- _TEXT_:
________________________________________
Svend's CGI Script Page.

(Stolen by Zrajm C Akfohg 20 december 2001 from <http://www.gbar.dtu.dk/~c958468/computer/cgi.html>.)


Contents


If you have questions, corrections or things to add then please send me an e-mail.

What is a CGI script?

A CGI script is, like a Java script, a program that runs when it is activated by a client browser. The difference between a Java script and a CGI script is that a CGI script runs on the WEB-server rather than on the client computer. This allows the CGI script to write and read data on the WEB-server itself. CGI scripts are used for many purposes some of them are: counters, guest books, databases and mail forms.

Programming languages

A CGI script can be programmed in any language. The only demand is that the final program can be executed on the WEB-server where it is installed.

Most people choose a language called Perl (Practical Extraction and Report Language). Perl was not invented for writing CGI scripts but through the years many libraries have been developed for the purpose. Perl does not need to be compiled and can be transferred from server type to server type without problems.

I myself prefer C. It is unlike Perl good, powerful and flexible programming language but it has the disadvantage that it needs to be compiled for every new server type. This is though no problem if GNU C is used. GNU C is available on almost every server. This means that if a script is written on one server using GNU C it should be no problem to compile the program with GNU C on another server. CGI libraries for C are available on the Internet.

It is also possible to make command shell scripts. This is the most simple way to write a script but the things you can do are limited.

How do CGI scripts work?

The first thing a WEB-server does when it gets a request on a file is to look at its attributes. If it isn't accessible for "the world" it returns an error. If the file is accessible it looks at the execution attribute that state if the file can be executed. If it can't it will be loaded as a normal file and sent to the client. If it however can be executed the server will try to execute it and the output from the program will be sent to the client.
________________________________________
Collected data
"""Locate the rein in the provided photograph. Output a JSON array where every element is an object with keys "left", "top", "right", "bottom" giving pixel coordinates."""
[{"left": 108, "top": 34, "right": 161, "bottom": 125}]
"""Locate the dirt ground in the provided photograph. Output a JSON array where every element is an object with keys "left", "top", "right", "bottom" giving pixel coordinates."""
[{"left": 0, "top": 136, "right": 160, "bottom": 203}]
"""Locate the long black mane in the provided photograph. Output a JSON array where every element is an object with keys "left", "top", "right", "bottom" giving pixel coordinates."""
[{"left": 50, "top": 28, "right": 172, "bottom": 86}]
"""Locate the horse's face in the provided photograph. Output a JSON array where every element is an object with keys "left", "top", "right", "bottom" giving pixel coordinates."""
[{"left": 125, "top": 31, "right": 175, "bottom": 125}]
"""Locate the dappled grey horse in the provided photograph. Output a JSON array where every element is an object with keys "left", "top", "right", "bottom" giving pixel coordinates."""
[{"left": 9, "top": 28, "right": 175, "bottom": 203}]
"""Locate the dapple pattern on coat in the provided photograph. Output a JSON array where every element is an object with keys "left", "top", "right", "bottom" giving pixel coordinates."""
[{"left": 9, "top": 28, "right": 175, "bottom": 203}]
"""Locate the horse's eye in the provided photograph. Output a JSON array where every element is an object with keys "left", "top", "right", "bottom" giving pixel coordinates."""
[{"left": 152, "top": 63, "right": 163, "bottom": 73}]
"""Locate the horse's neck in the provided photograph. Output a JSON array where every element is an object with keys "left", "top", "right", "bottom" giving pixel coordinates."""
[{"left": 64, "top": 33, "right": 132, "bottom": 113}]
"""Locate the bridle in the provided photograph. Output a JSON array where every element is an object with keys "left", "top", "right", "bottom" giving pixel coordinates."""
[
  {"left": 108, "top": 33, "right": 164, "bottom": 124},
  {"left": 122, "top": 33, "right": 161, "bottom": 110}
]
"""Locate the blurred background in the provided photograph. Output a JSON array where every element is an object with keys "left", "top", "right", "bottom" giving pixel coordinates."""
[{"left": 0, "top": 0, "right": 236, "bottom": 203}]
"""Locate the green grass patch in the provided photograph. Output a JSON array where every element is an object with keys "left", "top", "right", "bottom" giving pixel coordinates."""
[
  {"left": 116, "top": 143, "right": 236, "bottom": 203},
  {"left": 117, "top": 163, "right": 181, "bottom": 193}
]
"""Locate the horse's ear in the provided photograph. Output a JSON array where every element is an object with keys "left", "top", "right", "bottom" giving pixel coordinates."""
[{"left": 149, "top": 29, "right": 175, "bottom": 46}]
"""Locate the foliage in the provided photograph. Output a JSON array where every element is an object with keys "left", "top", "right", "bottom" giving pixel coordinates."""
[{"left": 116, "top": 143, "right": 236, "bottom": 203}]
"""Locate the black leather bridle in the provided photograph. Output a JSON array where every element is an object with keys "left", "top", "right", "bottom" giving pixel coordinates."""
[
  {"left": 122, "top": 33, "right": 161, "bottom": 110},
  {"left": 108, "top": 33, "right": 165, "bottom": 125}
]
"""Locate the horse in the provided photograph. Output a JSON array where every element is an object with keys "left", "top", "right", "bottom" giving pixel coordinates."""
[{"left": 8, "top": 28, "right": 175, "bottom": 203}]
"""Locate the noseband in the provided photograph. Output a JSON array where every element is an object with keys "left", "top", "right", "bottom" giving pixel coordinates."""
________________________________________
- _WHAT THIS TASK INVOLVES_: Extend the page on CGI scripts, starting right after its final sentence.

- _ANSWER FOR THE TASK_:
The first thing a script shall return is a header. The header shall state which type of data that are returned. This is called a content specifyer. It can also state an execution result code or a URL that the client is going to jump to.

A script can be invoked by several different methods depending on the link to the script. Some methods are GET, POST & HEAD. The most used methods, GET and POST, will be described in this document.
The following two HTML code examples will result in that the script is executed by the GET method:

<a href="http://www.john.doe.com/cgi-bin/script.cgi">

<FORM METHOD="GET" ACTION="http://john.doe.com/cgi-bin/script.cgi">
  <INPUT TYPE="TEXT" size=32 NAME="NAME">
  <INPUT TYPE="NUMBER" size=10 NAME="VALUE">
  <INPUT TYPE=submit value="Order">
</FORM>
The following HTML code will result in that the script is executed by the POST method:
<FORM METHOD="POST" ACTION="http://john.doe.com/cgi-bin/script.cgi">
  <INPUT TYPE="TEXT" size=32 NAME="NAME">
  <INPUT TYPE="NUMBER" size=10 NAME="VALUE">
  <INPUT TYPE=submit value="Order">
</FORM>
The difference between the POST and GET method is the following:
  • GET: Data from a form is passed to the script by environment variables. The size of an environment variable is limited and therefor is the amount of data that can be passed to the script limited.
  • POST: The data from a form must be read by the script from stdin. This way large blocks of data can be passed to the script.

    Script parameters

    Parameters can be passed to the script after a ?. You can write anything in the parameter string except spaces, " and ?. Most people uses + to separate parameters and %xx (where xx is an ASCII hex number) to define special characters. Here are some examples on script links with parameters:
    <a href="http://www.john.doe.com/cgi-bin/script.cgi?Parameter%201+Parameter%202">
    
    <FORM METHOD="GET" ACTION="http://john.doe.com/cgi-bin/script.cgi?Parameter%201+Parameter%202">
      <INPUT TYPE="TEXT" size=32 NAME="NAME">
      <INPUT TYPE="NUMBER" size=10 NAME="VALUE">
      <INPUT TYPE=submit value="Order">
    </FORM>
    The script can read the parameters from an environment variable called QUERY_STRING. When the script is invoked by the GET method by a form the form data will be appended to the QUERY_STRING. The example above would result in the following QUERY_STRING:
    Parameter%201+Parameter%202+NAME=text+VALUE=number

    The GET method

    Parameters and form data can be found, as above described, in the QUERY_STRING environment variable.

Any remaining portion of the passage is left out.